* STATED TASK: Write out the lines in the records below word for word, starting with the line that contains "Where can the jacket" and going on through the line that contains "[[667, 236]]".

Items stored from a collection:
* * * * *

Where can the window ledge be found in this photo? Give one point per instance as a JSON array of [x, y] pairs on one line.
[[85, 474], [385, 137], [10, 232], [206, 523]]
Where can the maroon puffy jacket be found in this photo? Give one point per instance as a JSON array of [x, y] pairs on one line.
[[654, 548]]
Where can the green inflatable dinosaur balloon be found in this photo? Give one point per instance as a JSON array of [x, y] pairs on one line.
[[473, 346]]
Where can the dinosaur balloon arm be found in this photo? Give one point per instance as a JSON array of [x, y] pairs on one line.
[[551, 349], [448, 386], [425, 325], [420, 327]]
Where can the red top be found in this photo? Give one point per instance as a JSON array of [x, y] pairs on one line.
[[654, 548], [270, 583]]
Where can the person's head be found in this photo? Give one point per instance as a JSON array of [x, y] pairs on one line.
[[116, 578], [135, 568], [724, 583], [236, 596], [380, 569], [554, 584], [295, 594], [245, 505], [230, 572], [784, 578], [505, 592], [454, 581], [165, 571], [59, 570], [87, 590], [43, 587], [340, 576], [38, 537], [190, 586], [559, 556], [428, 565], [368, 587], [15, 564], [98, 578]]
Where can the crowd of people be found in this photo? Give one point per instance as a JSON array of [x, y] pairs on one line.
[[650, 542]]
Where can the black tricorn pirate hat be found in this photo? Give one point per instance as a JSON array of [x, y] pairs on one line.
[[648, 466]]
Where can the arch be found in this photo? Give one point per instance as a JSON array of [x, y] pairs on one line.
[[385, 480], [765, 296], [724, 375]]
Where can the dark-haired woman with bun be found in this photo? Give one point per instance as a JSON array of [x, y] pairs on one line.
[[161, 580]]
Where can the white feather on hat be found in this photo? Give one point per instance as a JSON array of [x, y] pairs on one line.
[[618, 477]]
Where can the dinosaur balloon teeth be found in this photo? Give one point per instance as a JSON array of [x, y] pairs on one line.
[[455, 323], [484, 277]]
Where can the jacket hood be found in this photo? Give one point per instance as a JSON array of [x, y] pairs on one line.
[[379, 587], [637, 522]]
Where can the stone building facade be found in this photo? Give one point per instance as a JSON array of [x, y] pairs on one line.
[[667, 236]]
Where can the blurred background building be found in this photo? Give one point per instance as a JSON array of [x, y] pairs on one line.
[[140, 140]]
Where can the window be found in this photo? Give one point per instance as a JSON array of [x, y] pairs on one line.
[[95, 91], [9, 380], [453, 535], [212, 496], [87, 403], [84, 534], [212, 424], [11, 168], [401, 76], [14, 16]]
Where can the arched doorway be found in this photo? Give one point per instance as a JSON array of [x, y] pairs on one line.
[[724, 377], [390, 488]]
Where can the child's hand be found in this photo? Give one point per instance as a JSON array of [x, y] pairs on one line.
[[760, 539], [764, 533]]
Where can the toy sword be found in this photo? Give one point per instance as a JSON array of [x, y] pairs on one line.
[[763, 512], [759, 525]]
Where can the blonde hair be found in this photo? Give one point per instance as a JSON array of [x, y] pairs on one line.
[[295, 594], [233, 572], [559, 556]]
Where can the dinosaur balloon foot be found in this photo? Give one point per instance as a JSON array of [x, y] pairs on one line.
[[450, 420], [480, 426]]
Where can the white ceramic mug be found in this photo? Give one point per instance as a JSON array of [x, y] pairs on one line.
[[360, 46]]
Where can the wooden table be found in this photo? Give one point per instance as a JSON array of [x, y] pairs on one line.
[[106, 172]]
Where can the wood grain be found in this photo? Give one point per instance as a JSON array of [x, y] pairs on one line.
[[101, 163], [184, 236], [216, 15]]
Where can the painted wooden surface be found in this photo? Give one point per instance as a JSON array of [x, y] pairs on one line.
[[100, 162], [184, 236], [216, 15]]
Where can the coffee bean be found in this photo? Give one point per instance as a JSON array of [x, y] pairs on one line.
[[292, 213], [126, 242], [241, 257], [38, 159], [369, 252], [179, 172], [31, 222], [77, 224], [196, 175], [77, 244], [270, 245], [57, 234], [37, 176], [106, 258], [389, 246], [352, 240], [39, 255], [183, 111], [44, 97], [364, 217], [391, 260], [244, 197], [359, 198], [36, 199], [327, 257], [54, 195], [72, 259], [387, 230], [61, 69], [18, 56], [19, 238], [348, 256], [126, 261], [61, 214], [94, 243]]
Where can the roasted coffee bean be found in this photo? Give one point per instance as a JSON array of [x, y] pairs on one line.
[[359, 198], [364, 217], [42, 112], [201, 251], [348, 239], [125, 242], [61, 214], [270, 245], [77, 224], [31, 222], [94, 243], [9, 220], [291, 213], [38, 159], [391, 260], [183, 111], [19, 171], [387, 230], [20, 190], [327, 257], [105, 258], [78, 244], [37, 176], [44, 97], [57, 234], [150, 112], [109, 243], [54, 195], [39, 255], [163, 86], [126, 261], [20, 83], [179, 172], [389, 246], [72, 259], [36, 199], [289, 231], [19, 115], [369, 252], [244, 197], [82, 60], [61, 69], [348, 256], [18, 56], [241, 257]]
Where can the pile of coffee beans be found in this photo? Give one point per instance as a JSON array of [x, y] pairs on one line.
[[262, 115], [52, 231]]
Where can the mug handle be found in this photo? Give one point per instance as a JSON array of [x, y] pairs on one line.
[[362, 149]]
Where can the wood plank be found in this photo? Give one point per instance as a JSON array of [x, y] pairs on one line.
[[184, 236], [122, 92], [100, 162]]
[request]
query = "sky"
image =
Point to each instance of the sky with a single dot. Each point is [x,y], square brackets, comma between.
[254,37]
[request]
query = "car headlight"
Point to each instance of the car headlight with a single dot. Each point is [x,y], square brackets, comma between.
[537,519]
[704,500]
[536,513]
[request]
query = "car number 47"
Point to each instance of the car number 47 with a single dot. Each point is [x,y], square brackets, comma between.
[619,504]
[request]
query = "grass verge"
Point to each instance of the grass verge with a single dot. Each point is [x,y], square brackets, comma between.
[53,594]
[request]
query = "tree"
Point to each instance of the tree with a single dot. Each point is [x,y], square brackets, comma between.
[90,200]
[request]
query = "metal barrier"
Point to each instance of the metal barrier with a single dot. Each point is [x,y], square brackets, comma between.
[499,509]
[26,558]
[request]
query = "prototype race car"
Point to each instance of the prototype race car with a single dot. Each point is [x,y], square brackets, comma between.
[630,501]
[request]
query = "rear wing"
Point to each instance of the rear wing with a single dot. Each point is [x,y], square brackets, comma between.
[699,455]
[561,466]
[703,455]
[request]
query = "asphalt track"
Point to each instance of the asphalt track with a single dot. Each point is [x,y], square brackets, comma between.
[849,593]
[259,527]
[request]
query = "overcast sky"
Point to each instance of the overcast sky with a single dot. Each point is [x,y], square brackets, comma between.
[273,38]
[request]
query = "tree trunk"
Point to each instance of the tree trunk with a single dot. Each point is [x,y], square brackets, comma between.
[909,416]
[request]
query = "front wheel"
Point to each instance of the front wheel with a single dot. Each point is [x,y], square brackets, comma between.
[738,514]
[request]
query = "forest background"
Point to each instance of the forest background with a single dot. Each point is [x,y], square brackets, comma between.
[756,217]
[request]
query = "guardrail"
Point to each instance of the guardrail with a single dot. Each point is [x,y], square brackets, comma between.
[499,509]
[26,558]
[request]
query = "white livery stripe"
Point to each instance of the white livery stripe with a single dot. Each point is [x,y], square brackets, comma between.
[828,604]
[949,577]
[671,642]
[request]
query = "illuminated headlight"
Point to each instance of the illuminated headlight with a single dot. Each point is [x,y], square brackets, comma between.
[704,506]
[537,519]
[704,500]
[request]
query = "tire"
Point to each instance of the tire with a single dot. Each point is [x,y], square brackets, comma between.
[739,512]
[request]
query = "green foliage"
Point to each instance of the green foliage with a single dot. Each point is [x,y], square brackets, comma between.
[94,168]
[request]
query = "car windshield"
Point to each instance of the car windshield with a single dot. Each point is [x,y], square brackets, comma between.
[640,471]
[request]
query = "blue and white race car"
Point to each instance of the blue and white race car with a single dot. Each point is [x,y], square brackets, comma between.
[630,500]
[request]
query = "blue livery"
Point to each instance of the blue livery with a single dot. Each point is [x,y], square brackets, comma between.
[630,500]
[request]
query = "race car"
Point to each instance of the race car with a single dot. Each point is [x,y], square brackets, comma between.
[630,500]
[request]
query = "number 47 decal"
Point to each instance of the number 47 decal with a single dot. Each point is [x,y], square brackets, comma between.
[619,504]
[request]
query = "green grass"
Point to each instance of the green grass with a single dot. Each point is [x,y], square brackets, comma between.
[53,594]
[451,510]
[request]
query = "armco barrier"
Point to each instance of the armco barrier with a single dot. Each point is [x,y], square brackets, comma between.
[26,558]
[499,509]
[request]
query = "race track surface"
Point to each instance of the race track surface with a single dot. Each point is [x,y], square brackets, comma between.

* * * * *

* CORRECT ANSWER:
Where can the jacket hood be found in this photo? Give one point per instance as a JSON array of [x, y] pairs on one line.
[[379, 587], [637, 522]]
Where can the stone building facade be found in this photo? Give one point per instance as a JSON array of [x, y] pairs on one line.
[[667, 236]]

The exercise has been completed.